╭─ LESETEXT

Für mich als Leser war es interessant am Alltagsleben der
beiden Familien in New York teilhaben zu können. Imbole Mbue erzählt aus einer
auktorialen Sichtweise. Die Probleme und Sorgen der einzelnen Personen
beschreibt sie einfühlsam und wirklichkeitsnah. Mit und mit erfuhr ich durch
Erinnerungen immer mehr über die Vergangenheit von Jende und Neni sowie Clark
und Cindy. Das Leben in Kamerun mit den geltenden Konventionen war mir bisher
unbekannt. Es war für mich schwierig, mit den Protagonisten zu sympathisieren,
weil jede ihr Schwächen hatte. Vor allem Neni erschien mir letztlich arglos in
Bezug auf die Umsetzung ihres Berufswunschs, der durch die frühe sorglose Liebe
zu Jende zunächst unerreichbar wurde.

╰─
╭─ EXTRAHIERTE DATEN

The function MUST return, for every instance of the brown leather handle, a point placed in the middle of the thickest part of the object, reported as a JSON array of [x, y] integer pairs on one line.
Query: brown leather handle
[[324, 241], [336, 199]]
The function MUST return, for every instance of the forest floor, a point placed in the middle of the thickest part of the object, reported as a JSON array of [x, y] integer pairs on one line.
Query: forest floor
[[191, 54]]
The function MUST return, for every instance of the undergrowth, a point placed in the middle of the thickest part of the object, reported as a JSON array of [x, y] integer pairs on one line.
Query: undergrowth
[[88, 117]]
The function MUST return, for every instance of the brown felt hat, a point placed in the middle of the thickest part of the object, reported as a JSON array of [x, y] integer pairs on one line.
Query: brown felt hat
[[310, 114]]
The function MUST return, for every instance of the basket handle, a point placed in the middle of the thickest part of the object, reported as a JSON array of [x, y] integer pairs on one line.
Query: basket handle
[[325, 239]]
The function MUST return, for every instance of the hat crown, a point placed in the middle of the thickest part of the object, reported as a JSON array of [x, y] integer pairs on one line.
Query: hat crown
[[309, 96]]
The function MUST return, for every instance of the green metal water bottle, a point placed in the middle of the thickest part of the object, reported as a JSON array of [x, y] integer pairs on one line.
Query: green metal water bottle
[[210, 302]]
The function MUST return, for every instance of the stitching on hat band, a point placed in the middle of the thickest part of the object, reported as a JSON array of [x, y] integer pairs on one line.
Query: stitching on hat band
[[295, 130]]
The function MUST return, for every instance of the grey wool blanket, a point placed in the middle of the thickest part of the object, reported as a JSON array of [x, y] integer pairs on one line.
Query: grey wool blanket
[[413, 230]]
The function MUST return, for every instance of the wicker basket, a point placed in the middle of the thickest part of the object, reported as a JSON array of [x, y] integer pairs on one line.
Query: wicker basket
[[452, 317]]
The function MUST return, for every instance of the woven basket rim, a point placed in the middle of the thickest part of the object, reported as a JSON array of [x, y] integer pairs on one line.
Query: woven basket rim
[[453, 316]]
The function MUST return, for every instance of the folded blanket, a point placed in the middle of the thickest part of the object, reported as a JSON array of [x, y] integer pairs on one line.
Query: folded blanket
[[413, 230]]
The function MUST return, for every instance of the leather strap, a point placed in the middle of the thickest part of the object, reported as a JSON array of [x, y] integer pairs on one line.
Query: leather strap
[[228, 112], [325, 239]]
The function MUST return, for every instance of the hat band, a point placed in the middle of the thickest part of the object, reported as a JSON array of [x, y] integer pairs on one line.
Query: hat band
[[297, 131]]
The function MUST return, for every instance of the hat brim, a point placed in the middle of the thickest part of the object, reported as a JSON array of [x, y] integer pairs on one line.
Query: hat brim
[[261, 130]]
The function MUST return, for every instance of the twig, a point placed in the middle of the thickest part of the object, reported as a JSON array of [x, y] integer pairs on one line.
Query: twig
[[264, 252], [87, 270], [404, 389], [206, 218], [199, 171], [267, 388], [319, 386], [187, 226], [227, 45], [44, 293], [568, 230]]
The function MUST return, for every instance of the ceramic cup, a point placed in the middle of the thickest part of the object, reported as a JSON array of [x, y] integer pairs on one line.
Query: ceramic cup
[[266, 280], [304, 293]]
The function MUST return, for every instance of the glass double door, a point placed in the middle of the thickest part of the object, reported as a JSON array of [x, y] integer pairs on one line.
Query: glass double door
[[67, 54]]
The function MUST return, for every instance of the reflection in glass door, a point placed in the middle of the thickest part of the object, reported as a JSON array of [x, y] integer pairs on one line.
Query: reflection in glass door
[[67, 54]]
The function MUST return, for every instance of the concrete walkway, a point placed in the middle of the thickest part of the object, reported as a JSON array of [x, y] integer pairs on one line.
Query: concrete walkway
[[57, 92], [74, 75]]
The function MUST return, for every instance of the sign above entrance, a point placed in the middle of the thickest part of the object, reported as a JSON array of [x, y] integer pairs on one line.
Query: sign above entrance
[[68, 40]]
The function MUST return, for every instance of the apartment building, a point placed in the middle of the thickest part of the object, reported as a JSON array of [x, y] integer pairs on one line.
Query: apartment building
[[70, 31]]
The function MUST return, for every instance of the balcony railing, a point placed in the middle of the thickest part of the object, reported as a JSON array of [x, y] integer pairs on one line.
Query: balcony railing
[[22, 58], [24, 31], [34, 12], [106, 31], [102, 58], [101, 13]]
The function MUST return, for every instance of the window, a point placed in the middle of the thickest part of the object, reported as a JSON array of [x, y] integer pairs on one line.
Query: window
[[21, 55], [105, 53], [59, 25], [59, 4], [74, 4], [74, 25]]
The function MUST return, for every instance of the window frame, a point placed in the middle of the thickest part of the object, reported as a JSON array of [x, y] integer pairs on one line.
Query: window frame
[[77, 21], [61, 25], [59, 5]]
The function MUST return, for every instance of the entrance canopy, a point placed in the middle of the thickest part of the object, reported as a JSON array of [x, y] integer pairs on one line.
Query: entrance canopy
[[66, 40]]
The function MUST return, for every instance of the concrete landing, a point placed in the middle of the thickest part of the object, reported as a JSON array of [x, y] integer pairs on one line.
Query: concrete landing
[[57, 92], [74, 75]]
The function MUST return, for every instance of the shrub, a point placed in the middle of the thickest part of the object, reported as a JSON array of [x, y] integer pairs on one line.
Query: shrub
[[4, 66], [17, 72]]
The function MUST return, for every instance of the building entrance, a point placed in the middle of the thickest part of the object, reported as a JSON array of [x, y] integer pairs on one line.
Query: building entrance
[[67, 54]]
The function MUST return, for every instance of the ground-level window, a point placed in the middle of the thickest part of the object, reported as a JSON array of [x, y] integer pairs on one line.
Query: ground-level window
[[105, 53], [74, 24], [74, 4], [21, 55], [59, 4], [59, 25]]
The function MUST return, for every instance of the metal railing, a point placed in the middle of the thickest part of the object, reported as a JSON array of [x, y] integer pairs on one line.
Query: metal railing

╰─

ZU BEARBEITENDE AUFGABEN:
a. Nennen Sie alle Romanfiguren, die in der Buchbesprechung mit Namen erwähnt werden.
b. Schreiben Sie aus der Buchbesprechung den Abschnitt von „Für mich als“ bis einschließlich „zunächst unerreichbar wurde.“ wortgetreu ab.

LÖSUNGEN DER AUFGABEN:
a. Jende, Neni, Clark, Cindy

b.
Für mich als Leser war es interessant am Alltagsleben der
beiden Familien in New York teilhaben zu können. Imbole Mbue erzählt aus einer
auktorialen Sichtweise. Die Probleme und Sorgen der einzelnen Personen
beschreibt sie einfühlsam und wirklichkeitsnah. Mit und mit erfuhr ich durch
Erinnerungen immer mehr über die Vergangenheit von Jende und Neni sowie Clark
und Cindy. Das Leben in Kamerun mit den geltenden Konventionen war mir bisher
unbekannt. Es war für mich schwierig, mit den Protagonisten zu sympathisieren,
weil jede ihr Schwächen hatte. Vor allem Neni erschien mir letztlich arglos in
Bezug auf die Umsetzung ihres Berufswunschs, der durch die frühe sorglose Liebe
zu Jende zunächst unerreichbar wurde.